### ITEMS

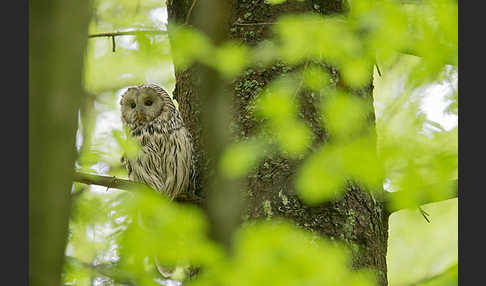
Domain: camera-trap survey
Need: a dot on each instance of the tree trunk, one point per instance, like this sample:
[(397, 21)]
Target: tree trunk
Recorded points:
[(356, 218), (57, 41)]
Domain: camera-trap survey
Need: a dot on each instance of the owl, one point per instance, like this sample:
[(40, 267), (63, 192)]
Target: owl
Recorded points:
[(165, 158)]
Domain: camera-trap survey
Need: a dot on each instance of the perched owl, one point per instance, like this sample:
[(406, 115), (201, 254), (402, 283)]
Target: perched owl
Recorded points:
[(165, 159)]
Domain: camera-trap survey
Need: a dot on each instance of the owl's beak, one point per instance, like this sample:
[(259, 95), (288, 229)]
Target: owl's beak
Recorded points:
[(139, 116)]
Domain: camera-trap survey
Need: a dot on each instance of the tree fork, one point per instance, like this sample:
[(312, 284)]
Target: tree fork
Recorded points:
[(356, 218)]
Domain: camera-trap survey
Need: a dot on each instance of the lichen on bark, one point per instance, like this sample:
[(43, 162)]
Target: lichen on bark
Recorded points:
[(355, 218)]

######

**EXERCISE REQUIREMENTS:** Duplicate the listing above line for line, leaving out the pictures.

**CORRECT RESPONSE:**
Domain: camera-trap survey
Need: a dot on each instance of the tree trunk, one point per instance, like this sample:
[(397, 21)]
Target: tree trunk
Recorded points:
[(356, 218), (57, 41)]
Domain: camera-trap survey
Need: a dot on each instance of the owl, one point per instance, like this sample:
[(40, 267), (63, 192)]
Target: owl
Recorded points:
[(165, 158)]
Domain: camera-trap survey
Need: a dot on each instance of the perched owl, one point per instance, like this sample:
[(406, 115), (201, 254), (402, 283)]
Target: perched owl
Recorded points:
[(165, 159)]
Domain: camera-trap survey
Need: a dot on each instance of the owl's beak, one point per instance, like this sample:
[(259, 95), (288, 229)]
Target: owl's beak
Recorded points:
[(139, 116)]
Domain: camera-trap survey
Need: a dot on each instance of the tree fork, one point per instance, like this sample:
[(312, 284)]
Target: tree fork
Recorded points:
[(356, 218)]
Domain: camera-trap survey
Need: a dot on each instance of the lichen on bark, one point per instance, like this sample:
[(43, 162)]
Target: lichen on bark
Recorded points:
[(355, 218)]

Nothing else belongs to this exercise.